▶ **The task**:
Repeat exactly, and only, the lines from the line bearing "of the lattice" through the end of the material. Do not copy the pictures.

:: Data excerpts ::

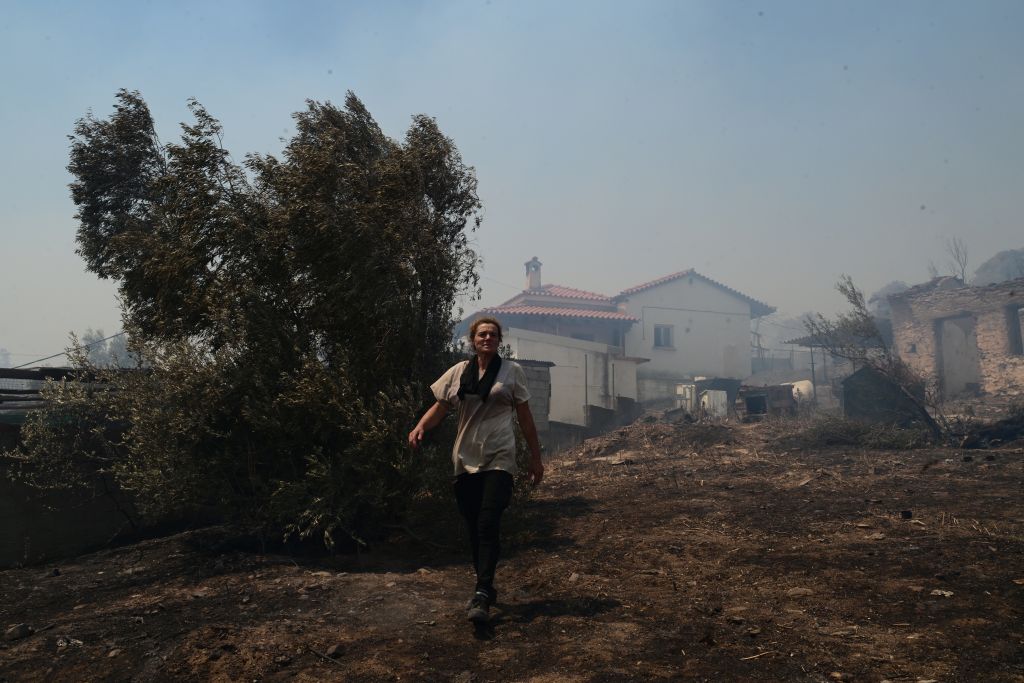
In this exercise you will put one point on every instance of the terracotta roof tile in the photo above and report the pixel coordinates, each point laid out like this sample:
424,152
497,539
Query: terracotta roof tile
561,312
758,308
567,292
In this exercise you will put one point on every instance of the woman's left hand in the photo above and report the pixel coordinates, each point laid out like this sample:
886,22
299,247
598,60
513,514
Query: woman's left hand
535,470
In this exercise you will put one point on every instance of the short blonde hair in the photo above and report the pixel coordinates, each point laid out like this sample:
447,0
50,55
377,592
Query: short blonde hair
483,321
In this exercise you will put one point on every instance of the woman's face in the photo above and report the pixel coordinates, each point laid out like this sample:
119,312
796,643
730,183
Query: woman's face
485,339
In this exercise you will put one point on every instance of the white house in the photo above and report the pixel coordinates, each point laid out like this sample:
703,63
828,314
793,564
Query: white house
585,375
640,345
689,326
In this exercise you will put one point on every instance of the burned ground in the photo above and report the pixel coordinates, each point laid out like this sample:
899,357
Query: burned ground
657,552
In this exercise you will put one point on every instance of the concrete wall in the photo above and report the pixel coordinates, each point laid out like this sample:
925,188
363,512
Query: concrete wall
932,334
584,372
711,334
539,384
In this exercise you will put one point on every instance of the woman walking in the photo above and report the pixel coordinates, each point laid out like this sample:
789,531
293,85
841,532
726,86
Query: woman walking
486,391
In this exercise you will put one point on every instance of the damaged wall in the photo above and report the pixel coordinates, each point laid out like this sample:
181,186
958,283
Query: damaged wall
964,339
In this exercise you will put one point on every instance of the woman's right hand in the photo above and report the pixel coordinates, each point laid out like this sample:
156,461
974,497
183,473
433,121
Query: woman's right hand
416,436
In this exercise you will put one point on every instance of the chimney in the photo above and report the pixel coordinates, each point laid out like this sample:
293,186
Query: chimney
532,273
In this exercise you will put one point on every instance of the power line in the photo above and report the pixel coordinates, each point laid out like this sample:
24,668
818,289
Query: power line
57,355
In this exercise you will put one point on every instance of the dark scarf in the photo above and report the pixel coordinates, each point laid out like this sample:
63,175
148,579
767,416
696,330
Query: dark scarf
472,383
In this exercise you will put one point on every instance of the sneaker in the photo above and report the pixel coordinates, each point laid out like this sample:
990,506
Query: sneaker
478,608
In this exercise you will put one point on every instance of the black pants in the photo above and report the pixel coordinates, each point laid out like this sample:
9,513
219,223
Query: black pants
482,498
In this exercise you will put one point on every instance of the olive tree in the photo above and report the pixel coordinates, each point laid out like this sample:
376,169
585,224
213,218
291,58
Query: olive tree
286,310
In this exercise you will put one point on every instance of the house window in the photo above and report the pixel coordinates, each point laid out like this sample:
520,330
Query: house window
1015,328
663,336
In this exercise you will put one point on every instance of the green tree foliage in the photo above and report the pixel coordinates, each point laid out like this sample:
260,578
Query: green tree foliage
287,310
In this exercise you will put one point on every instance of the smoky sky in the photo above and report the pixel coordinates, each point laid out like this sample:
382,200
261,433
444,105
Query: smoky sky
771,146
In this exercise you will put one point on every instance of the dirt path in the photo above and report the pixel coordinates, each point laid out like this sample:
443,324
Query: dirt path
655,553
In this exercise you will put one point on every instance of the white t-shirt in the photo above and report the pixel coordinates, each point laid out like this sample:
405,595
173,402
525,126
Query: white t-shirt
486,437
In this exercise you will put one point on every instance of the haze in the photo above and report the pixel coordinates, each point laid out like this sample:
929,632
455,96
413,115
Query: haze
771,145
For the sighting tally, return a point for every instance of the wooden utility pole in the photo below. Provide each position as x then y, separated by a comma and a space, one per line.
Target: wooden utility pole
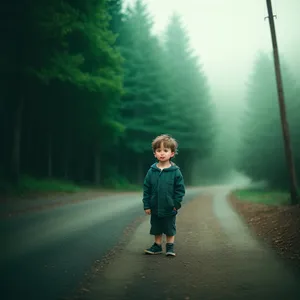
284, 122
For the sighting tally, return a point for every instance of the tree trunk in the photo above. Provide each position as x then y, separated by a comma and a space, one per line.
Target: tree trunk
97, 168
16, 147
50, 155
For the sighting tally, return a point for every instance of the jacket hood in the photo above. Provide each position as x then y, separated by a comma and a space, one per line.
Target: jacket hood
173, 167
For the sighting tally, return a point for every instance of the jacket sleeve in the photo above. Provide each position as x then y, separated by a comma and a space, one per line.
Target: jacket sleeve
147, 191
179, 189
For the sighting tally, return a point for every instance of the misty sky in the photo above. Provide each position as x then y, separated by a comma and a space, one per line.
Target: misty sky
226, 34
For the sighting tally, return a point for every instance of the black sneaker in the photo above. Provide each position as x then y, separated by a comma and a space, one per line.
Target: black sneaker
154, 249
170, 250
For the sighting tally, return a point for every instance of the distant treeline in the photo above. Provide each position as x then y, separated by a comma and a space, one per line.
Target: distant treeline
86, 86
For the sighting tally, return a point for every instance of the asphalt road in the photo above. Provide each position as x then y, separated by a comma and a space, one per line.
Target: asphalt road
46, 253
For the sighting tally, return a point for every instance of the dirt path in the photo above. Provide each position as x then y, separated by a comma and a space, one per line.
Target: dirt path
217, 258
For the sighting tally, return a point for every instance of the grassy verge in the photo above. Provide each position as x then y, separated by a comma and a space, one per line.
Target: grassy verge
35, 186
263, 196
28, 185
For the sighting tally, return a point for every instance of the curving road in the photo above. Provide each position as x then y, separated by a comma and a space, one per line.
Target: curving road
46, 253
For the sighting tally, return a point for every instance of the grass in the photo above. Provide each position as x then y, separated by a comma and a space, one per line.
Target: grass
263, 196
28, 185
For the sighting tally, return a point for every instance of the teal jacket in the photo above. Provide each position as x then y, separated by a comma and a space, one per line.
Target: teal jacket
163, 190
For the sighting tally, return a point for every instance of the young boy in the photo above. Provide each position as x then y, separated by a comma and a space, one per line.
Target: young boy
163, 193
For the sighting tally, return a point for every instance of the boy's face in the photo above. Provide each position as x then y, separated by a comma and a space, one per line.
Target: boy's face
163, 154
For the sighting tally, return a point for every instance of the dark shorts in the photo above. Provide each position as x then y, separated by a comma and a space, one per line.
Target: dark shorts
166, 225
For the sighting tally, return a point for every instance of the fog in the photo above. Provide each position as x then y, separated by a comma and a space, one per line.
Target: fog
227, 35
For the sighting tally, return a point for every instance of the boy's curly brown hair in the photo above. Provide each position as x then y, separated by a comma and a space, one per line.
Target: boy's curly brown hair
167, 141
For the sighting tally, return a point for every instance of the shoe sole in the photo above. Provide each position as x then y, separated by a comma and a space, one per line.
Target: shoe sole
152, 253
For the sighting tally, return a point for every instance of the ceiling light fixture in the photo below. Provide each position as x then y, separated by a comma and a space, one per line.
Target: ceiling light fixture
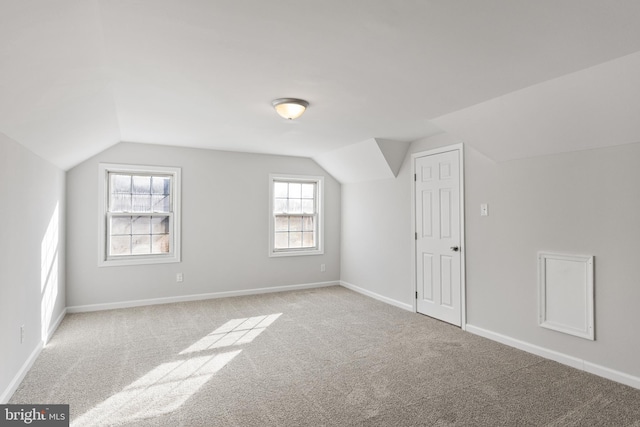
290, 108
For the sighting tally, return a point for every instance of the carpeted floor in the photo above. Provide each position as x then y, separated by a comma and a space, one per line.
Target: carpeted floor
321, 357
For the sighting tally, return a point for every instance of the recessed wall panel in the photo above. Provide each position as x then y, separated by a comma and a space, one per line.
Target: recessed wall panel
426, 173
445, 213
446, 284
427, 277
445, 171
566, 293
427, 214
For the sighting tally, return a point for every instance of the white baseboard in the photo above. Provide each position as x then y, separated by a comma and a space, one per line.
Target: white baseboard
195, 297
374, 295
17, 379
565, 359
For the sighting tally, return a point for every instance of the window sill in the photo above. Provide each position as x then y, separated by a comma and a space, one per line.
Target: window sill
138, 261
303, 252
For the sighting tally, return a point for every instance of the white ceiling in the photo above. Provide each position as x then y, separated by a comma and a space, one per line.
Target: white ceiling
514, 78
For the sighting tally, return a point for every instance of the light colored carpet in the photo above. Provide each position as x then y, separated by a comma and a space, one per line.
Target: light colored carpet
321, 357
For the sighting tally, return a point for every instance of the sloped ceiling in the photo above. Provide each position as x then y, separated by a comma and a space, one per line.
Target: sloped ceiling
513, 78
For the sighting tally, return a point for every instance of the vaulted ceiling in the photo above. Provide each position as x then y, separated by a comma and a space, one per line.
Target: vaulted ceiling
514, 78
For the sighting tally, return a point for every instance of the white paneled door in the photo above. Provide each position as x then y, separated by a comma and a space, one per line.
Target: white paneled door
438, 236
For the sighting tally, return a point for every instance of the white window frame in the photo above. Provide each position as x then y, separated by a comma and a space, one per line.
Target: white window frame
319, 249
175, 219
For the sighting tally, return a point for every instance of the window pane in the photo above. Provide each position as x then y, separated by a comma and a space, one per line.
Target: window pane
141, 245
120, 202
295, 190
141, 225
295, 206
280, 189
307, 240
280, 205
282, 223
160, 244
121, 225
295, 240
120, 183
160, 225
120, 245
295, 223
161, 185
308, 191
282, 240
307, 224
159, 203
141, 203
307, 206
141, 184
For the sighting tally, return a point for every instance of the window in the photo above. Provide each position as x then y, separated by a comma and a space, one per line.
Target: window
296, 215
140, 214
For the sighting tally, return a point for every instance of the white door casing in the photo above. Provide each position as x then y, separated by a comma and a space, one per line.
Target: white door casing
439, 235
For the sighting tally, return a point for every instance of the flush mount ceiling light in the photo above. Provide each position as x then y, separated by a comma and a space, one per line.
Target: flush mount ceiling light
290, 108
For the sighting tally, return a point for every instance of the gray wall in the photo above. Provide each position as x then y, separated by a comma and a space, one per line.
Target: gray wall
32, 277
224, 228
583, 202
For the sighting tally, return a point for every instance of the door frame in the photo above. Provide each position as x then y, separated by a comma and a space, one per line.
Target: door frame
463, 294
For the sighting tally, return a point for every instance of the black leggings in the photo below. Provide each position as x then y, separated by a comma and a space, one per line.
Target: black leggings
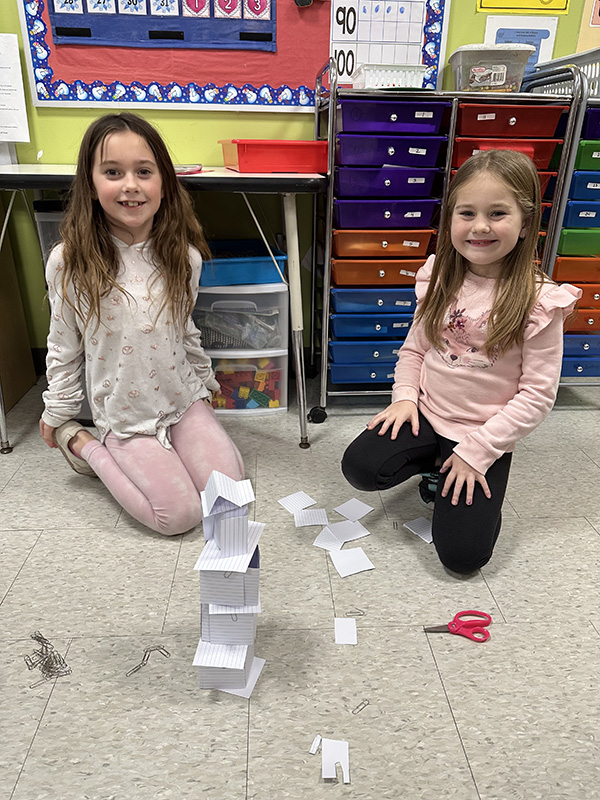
464, 536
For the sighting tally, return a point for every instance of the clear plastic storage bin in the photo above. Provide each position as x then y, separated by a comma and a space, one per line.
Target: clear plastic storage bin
250, 384
240, 317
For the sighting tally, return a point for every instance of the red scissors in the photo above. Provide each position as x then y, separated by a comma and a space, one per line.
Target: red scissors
464, 624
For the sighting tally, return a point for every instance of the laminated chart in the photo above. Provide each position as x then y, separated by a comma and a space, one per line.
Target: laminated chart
229, 569
390, 32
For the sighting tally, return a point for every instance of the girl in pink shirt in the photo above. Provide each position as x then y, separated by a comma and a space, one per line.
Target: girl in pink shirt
480, 366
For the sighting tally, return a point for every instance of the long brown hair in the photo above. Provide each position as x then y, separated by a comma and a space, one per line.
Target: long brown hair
519, 283
91, 258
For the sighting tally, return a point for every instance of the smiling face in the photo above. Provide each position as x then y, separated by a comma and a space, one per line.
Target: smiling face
128, 185
486, 223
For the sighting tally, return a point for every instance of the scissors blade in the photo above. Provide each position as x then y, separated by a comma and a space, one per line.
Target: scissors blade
437, 629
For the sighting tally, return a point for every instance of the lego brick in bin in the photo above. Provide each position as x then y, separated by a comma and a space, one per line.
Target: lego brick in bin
241, 261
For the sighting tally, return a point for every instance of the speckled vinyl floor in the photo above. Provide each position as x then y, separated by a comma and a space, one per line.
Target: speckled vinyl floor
425, 716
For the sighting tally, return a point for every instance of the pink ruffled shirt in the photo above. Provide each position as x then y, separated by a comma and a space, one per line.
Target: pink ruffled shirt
484, 402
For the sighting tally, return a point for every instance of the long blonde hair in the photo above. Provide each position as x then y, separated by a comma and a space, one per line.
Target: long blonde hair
91, 258
519, 283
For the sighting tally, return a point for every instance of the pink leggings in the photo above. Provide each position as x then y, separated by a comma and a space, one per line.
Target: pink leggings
159, 487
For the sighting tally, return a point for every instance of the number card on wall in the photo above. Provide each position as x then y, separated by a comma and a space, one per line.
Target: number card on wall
223, 24
389, 32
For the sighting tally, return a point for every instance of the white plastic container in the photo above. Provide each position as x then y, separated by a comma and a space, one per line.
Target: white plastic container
388, 76
243, 316
490, 67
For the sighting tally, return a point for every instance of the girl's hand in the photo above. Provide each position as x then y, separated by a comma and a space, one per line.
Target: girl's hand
47, 434
394, 416
462, 474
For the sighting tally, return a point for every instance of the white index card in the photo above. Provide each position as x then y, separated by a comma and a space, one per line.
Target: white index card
347, 530
296, 501
349, 562
335, 752
345, 630
255, 670
310, 516
353, 509
222, 493
327, 540
422, 527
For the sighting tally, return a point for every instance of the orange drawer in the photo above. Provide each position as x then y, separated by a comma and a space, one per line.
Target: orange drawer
539, 150
375, 272
586, 319
591, 295
377, 243
576, 268
478, 119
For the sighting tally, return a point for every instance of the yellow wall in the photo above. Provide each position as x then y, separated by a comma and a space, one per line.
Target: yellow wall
193, 137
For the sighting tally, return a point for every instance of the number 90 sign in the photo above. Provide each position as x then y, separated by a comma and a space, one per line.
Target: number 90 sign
344, 35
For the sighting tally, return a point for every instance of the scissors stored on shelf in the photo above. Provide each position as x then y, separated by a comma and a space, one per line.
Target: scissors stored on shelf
472, 624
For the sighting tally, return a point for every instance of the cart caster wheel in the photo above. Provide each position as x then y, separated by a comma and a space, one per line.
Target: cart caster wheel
317, 415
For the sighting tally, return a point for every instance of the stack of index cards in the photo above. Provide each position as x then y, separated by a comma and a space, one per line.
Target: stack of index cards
229, 568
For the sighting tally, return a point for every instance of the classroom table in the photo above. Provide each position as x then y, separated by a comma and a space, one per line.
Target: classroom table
20, 177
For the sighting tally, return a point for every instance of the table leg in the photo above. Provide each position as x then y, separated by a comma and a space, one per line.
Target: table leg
293, 255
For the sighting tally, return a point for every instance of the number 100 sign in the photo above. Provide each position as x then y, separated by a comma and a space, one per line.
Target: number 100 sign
344, 36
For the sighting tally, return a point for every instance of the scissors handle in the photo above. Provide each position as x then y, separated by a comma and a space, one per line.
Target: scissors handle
472, 624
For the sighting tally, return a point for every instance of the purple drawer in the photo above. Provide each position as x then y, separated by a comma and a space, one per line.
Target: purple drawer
591, 126
390, 116
405, 151
384, 213
384, 182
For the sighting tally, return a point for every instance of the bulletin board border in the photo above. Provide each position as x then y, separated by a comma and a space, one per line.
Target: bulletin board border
50, 91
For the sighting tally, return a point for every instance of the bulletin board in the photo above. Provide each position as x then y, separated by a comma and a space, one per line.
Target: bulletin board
218, 54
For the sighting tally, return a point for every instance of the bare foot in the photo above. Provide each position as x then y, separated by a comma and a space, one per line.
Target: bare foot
77, 443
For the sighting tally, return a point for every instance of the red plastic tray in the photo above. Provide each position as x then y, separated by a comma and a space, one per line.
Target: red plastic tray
274, 155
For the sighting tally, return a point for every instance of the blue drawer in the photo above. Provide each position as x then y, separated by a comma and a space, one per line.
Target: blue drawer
581, 345
384, 213
407, 151
362, 373
384, 181
582, 213
390, 116
585, 185
574, 367
364, 352
363, 326
360, 301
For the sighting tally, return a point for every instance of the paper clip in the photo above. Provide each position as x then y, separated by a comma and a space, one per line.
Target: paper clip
360, 707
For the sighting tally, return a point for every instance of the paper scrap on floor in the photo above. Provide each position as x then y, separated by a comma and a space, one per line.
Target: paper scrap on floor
345, 630
296, 501
327, 540
353, 509
334, 751
310, 516
422, 527
349, 562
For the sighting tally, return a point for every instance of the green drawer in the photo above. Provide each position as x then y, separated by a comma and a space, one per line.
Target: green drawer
579, 242
588, 154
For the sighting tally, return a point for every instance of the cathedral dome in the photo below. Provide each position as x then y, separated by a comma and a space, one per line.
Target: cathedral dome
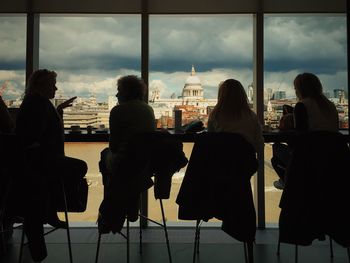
193, 87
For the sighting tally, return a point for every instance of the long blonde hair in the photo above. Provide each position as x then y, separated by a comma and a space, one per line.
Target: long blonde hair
308, 85
232, 101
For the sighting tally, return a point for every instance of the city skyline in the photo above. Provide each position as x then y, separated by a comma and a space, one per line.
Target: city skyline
91, 52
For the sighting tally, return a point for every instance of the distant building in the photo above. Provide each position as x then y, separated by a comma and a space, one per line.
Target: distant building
279, 95
191, 102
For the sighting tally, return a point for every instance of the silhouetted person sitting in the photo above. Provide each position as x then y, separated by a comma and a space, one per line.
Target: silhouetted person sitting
313, 112
232, 114
40, 130
132, 116
317, 177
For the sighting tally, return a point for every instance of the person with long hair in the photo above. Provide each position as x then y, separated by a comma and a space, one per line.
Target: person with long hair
40, 131
233, 114
313, 112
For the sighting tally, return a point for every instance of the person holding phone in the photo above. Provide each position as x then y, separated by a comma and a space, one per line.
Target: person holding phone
6, 122
40, 131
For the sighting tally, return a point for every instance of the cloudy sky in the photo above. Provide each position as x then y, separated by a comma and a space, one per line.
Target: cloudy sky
90, 53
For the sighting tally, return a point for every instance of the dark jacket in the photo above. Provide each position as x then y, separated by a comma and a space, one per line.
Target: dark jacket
40, 130
316, 196
155, 154
217, 184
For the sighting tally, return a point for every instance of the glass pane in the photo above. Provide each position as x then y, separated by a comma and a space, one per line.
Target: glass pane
12, 58
295, 44
189, 56
89, 54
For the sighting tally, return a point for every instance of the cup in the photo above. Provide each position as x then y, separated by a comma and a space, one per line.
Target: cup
89, 129
75, 128
164, 120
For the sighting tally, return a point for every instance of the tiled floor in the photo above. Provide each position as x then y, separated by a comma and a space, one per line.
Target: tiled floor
216, 247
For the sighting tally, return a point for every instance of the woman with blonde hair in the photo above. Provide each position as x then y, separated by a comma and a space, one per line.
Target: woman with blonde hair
313, 112
233, 114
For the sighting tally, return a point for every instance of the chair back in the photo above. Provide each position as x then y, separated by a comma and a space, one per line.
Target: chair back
316, 196
217, 183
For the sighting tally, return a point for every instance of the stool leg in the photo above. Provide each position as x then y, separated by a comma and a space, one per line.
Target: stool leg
198, 238
195, 241
246, 260
127, 241
250, 252
21, 246
66, 218
140, 235
2, 238
331, 247
98, 247
278, 247
165, 231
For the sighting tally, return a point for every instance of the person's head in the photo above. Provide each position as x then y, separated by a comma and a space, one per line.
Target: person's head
130, 88
307, 85
232, 99
287, 109
42, 82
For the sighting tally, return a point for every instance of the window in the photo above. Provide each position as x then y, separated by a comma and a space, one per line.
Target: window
295, 44
89, 54
12, 58
189, 56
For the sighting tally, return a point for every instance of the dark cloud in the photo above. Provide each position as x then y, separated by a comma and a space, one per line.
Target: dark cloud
91, 51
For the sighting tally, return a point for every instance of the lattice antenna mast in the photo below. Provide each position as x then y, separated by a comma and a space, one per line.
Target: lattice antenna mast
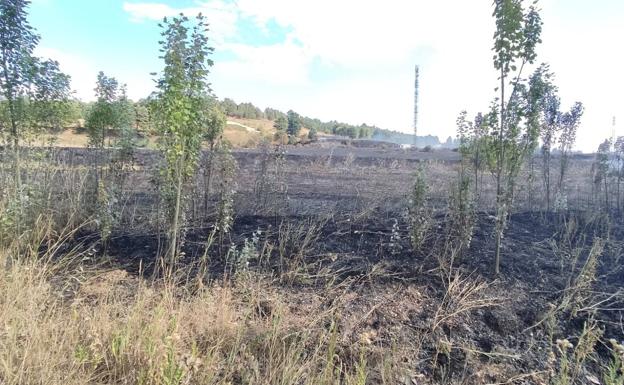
416, 106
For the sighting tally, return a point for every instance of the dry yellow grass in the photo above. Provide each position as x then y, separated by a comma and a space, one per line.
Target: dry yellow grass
68, 323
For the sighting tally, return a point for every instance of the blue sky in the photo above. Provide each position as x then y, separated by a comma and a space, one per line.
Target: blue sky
349, 60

:::

▶ **Result of this exercise**:
For the sighting tally, return a point for every instance of the lattice antenna mast in the photo below. Provide each position as x then y, separated by a comma and a space, one per line.
Target: lattice antenna mast
416, 106
For the sighting tally, return a point for every instance of the dry yellow grass in the photo above. Provide each position as x then y, separated by a comma and a space, one per line.
Target: dry yellow grass
68, 323
For the sighting tally, return a point for every instance of the blue sky in the photo above. Provide each position as x then y, separated by a comma and a space, one per line.
Target: blue sky
349, 60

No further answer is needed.